* _PROBLEMS TO SOLVE_
1. Please answer these questions about the BMW Sauber excerpt, one per line:
(a) At which race did Kubica score the team's second podium of the season?
(b) Who was named the team's second test driver on 21 December?
(c) What was the name of the car the team launched on 16 January 2007?
2. Using the BMW Sauber excerpt, explain what secured the team's fifth place in the Constructors' Championship.

* _DOCUMENT EXCERPT_
----

Kubica scored BMW Sauber's second podium of the season at the Italian Grand Prix, after running in third place for most of the race and leading briefly during the first round of pit stops. Heidfeld struggled in the race and barely earned a point by finishing eighth. The team's fifth place in the Constructors' Championship was cemented by Heidfeld's two further points at the 2006 Chinese Grand Prix, and Toyota's early double retirement from the 2006 Brazilian Grand Prix.

2007

On 19 October 2006, it was announced that Robert Kubica would partner Nick Heidfeld for the  season with Sebastian Vettel taking the test and reserve driver role. On 21 December, it was announced that Timo Glock had been signed as the team's second test driver. The team launched their 2007 car, the F1.07, on 16 January 2007.

----

* _SUPPLIED DATA_
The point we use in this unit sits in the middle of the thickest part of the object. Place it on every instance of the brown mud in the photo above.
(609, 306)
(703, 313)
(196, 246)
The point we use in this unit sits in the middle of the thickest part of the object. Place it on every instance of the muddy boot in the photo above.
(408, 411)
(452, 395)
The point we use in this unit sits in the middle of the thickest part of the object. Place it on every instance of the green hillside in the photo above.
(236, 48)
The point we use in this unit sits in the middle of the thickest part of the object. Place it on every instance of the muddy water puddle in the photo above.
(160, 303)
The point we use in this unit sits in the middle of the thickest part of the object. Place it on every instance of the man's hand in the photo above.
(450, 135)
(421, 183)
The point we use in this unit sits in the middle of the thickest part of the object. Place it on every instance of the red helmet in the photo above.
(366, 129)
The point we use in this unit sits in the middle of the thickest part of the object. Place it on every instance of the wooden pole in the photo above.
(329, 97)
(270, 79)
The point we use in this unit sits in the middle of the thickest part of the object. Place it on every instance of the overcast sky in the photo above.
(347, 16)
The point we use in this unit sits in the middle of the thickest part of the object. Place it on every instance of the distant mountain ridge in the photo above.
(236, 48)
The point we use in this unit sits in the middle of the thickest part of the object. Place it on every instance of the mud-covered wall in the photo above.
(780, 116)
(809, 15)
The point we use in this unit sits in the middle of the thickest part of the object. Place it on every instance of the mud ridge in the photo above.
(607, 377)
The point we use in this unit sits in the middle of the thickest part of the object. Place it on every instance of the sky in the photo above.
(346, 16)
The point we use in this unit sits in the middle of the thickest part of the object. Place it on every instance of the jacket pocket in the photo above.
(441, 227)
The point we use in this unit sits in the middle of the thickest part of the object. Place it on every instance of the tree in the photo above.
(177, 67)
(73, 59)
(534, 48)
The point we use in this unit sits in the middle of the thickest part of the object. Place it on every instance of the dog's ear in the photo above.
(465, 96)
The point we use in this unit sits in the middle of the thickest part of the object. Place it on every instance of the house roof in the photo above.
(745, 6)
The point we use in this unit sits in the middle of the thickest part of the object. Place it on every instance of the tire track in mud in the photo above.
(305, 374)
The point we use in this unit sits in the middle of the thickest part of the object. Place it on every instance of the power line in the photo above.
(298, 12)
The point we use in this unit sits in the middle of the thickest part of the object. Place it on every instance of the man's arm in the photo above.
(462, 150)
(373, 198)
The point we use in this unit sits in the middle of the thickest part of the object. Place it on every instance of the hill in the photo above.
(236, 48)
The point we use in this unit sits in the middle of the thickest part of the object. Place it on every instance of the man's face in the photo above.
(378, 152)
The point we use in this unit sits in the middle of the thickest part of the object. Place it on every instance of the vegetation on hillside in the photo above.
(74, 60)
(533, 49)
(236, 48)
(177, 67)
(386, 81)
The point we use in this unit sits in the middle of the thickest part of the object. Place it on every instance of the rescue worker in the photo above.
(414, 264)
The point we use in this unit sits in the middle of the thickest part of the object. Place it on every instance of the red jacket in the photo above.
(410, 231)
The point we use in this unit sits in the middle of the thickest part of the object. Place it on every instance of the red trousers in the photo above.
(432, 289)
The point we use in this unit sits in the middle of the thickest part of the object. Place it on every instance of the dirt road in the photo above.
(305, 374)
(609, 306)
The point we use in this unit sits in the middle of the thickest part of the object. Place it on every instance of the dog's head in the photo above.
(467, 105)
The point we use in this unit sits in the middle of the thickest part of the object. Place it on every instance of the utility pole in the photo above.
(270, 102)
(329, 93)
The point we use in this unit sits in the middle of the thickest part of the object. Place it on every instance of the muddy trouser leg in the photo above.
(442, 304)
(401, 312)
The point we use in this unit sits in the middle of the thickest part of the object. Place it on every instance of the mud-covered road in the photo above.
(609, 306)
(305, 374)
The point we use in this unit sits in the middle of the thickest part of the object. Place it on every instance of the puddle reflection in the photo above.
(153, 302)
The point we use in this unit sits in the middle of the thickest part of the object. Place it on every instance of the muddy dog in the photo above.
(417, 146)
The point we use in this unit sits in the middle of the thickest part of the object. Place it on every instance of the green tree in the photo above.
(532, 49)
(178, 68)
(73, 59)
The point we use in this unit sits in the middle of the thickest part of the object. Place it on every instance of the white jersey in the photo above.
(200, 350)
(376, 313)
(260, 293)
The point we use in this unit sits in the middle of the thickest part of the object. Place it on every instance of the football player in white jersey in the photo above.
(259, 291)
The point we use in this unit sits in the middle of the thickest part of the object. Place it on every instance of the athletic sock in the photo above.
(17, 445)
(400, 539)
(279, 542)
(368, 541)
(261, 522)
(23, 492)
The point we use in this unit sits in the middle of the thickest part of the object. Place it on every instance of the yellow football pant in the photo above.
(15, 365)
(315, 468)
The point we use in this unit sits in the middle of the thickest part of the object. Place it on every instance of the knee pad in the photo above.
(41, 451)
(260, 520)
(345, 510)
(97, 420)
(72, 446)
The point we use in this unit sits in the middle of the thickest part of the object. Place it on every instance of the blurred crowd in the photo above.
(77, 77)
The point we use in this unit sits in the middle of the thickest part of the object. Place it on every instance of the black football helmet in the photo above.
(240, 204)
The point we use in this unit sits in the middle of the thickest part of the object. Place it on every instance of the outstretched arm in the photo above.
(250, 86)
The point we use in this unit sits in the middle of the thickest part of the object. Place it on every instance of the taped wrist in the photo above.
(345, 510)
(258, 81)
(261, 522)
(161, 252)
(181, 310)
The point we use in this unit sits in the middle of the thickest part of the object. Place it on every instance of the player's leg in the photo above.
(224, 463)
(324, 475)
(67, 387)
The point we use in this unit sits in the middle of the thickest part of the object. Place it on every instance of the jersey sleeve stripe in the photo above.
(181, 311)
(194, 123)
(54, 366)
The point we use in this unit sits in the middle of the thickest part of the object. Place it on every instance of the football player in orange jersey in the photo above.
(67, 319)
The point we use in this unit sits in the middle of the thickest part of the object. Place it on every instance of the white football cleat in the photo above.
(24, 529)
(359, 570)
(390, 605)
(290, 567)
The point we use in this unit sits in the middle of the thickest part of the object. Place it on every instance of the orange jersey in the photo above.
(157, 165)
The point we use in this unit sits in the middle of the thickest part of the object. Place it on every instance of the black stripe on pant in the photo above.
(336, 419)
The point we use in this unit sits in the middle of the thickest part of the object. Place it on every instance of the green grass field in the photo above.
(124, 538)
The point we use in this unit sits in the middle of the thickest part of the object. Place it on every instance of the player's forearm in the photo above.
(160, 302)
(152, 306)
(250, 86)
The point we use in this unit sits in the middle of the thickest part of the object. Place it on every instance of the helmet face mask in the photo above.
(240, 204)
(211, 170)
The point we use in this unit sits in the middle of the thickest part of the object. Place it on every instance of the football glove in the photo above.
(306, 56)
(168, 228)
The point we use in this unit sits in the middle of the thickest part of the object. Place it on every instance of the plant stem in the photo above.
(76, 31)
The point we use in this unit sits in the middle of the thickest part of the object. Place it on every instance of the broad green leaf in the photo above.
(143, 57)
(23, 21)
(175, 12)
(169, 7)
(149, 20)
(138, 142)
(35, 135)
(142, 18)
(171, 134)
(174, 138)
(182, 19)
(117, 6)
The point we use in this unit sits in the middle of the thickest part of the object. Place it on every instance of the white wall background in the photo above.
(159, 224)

----

* _EXERCISE ANSWERS_
1.
(a) The Italian Grand Prix.
(b) Timo Glock.
(c) The F1.07.

2. Heidfeld's two further points at the 2006 Chinese Grand Prix cemented the team's fifth place. Toyota's early double retirement from the 2006 Brazilian Grand Prix also contributed.